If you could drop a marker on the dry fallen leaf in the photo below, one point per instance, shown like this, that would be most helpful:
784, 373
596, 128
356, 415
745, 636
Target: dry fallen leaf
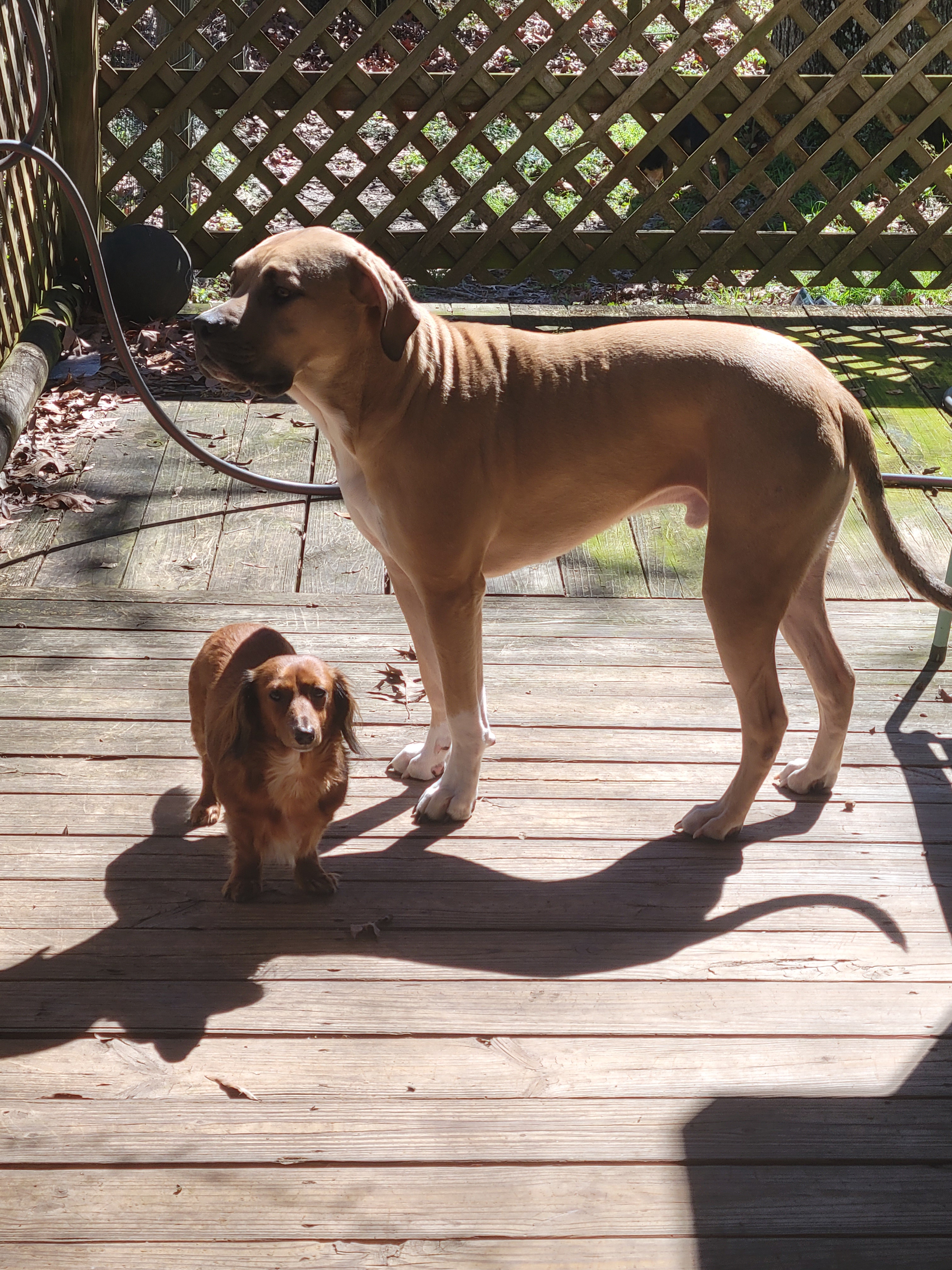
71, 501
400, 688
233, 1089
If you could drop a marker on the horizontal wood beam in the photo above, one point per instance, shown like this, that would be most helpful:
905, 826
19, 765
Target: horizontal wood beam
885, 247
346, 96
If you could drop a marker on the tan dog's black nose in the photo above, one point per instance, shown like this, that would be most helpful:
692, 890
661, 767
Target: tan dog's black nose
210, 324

▬▬▬

■ **Activity**:
Whenever a line includes the word "like", pull it out of the entries.

■ **Finished exercise**:
If you could drop a marker on the dry fallen leaf in the photo below, one point per instance, shown like this, that would be most helpful:
If you could drop a marker on the horizontal wood beam in the photo above, one point per instance, shown like this, that would be most helpful:
If you could drop a marker on the tan dog's black nose in the photo above, one point per instance, shown like this, that would be most helpful:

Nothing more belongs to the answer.